▶ **BEREITGESTELLTER TEXT**
----------

Es stimmte mich manchmal traurig, dass wir für Vladi kein Zuhause fanden.
Er hingegen sah das völlig anders: sein Zuhause war schon längst bei uns auf der Station.
(C.B.)
* 06.10.2010 † 19.06.2024
Als Vladi nach dem Tod seines Besitzers von Verwandten zu uns in unserer Auffangstation auf der Schwäbischen Alb gebracht wurde, war er bereits im fortgeschrittenen Alter von fast 10 Jahren. Er hatte es seinen Rettern nicht leicht gemacht und zeigte sich auch in keiner Weise dankbar, dass sie ihn von seinem Balkon in Spanien geholt und bei sich aufgenommen hatten, was ihn letztlich auf den Hasleberg führte. Einen passenden Platz für seinen dritten Lebensabschnitt zu finden war unser gemeinsames Ziel.
Wir lernten Vladi kennen und mit ihm umzugehen. Vladi brachte so seine Baustellen mit.
Er zeigte sich als freundlicher und verschmuster Hund, teilweise übertrieben devot. Das konnte sich im nächsten Moment allerdings ändern und ein Schnappen folgen. An seinen Augen war abzulesen, wann das passieren wird.
Seine zweite Baustelle befand sich wohl in seinem Bewegungsapparat. Wir ließen ihn von unserer Tierärztin untersuchen, als er angekommen war. Daraufhin bekam er regelmäßig seine Medizin.
Mit Artgenossen zeigte Vladi sich bei uns grundsätzlich verträglich, wollte aber im Grunde seine Ruhe haben. Am liebsten lag er im großen Freilauf auf einem Grasstück und hatte den Überblick über die Station.
Vladi bekam bei uns alles, was ihm wichtig war. Klare, verlässliche Abläufe und Regeln. Für Versorgung in jeder Hinsicht, Bewegung, Menschenkontakt und Zuwendung war immer jemand für ihn da. Er nahm gerne am Stationsleben teil und war integriert. Vladi beteiligte sich auch am Stationshaushalt. Gerne schüttelte er frisch gewaschene Decken nochmals auf und verteilte sie nach seiner Vorstellung im Gehege.
Wann immer es planbar war, musste er auch nicht in die verhasste Tierarztpraxis. Unsere Tierärztin machte für ihn Hausbesuche möglich. Er bekam die Unterstützung und Besuche von Paten, hatte seine Gassigeher und war damit sehr zufrieden. Nur Interessenten kamen nicht für ihn.
Irgendwann kam der Zeitpunkt, an dem wir in Vladis Sinn einsehen mussten, dass wir es ihm gegenüber nicht mehr verantworten konnten, ihn nochmals umzuziehen. Vladi war in der Station zuhause und glücklich.

----------

▶ **BEREITGESTELLTES MATERIAL**
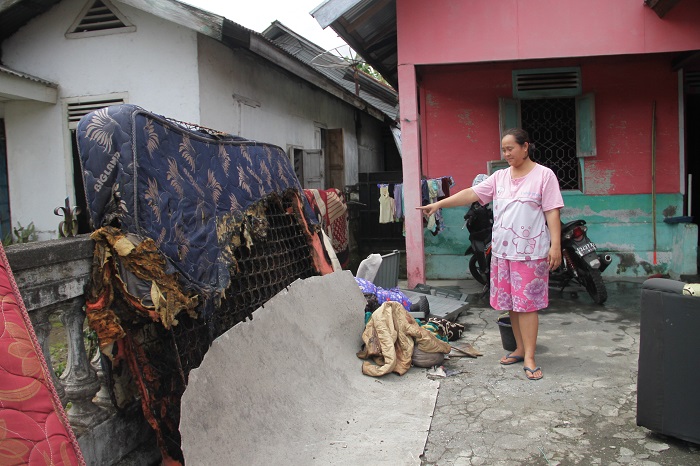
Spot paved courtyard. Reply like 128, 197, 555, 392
422, 279, 700, 466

----------

▶ **AUFGABEN**
- A) Gib bitte aus dem Text über Vladi den Abschnitt wortgetreu wieder, der mit den Worten beginnt, die „Er hingegen sah“ enthalten, und mit „unser gemeinsames Ziel.“ schließt.
- B) Wo lag Vladi laut dem Text über Vladi am liebsten?

▶ **LÖSUNGEN**
- A)
Er hingegen sah das völlig anders: sein Zuhause war schon längst bei uns auf der Station.
(C.B.)
* 06.10.2010 † 19.06.2024
Als Vladi nach dem Tod seines Besitzers von Verwandten zu uns in unserer Auffangstation auf der Schwäbischen Alb gebracht wurde, war er bereits im fortgeschrittenen Alter von fast 10 Jahren. Er hatte es seinen Rettern nicht leicht gemacht und zeigte sich auch in keiner Weise dankbar, dass sie ihn von seinem Balkon in Spanien geholt und bei sich aufgenommen hatten, was ihn letztlich auf den Hasleberg führte. Einen passenden Platz für seinen dritten Lebensabschnitt zu finden war unser gemeinsames Ziel.

- B) Im großen Freilauf auf einem Grasstück.